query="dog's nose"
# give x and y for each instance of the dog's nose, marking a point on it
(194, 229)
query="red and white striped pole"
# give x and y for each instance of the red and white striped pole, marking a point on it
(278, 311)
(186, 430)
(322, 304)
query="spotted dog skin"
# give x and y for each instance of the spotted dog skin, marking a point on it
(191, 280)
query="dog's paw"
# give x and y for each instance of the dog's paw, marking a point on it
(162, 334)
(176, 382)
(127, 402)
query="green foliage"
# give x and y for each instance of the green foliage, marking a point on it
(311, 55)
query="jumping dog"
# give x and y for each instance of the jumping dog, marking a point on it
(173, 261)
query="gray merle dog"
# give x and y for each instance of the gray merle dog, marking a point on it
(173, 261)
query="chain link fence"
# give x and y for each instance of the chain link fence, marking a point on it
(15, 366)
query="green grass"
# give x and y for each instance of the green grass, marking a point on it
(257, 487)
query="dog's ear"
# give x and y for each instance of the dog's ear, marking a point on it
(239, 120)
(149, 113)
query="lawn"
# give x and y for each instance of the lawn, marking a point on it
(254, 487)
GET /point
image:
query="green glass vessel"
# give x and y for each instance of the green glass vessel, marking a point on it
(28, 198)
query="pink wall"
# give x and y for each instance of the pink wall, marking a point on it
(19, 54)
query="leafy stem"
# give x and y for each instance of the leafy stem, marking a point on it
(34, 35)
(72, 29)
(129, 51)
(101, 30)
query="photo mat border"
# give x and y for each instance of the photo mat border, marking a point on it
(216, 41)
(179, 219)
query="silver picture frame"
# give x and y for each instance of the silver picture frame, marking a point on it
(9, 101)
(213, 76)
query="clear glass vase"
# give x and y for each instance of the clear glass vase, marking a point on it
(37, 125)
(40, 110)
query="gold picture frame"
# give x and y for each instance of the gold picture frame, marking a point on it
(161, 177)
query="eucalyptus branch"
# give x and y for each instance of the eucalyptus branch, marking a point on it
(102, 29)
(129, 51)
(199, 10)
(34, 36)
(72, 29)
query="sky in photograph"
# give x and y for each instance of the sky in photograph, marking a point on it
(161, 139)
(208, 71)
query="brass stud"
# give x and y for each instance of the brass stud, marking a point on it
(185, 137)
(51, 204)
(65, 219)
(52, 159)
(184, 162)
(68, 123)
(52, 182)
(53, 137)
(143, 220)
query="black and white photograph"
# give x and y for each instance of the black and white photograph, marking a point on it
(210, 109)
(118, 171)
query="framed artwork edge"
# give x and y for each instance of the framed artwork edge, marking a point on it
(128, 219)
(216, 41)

==*==

INSTRUCTIONS TO FOLLOW:
In the listing above, find the line with "# give x and y for each instance of the gold" and set down that line and all after it exactly, through the final line.

TASK ANSWER:
# give x and y for each instance of the gold picture frame, marking a point on it
(161, 177)
query="eucalyptus branch"
# give x and y for each instance of the eucalyptus branch, marking a point on it
(102, 29)
(129, 51)
(199, 10)
(34, 36)
(72, 29)
query="sky in photograph"
# give x and y for each instance of the sky in photograph, marking a point on it
(161, 139)
(208, 71)
query="brass stud"
# give x and y for each instance of the brass stud, marking a point on it
(185, 137)
(51, 204)
(65, 219)
(52, 159)
(184, 162)
(68, 123)
(52, 182)
(53, 137)
(143, 220)
query="black and white photograph"
# give x and y for each instance of the black and white photograph, marking a point on it
(210, 109)
(118, 171)
query="framed artwork edge"
# give x and y for each instance of the framed artwork edge, marking a point on it
(128, 219)
(216, 41)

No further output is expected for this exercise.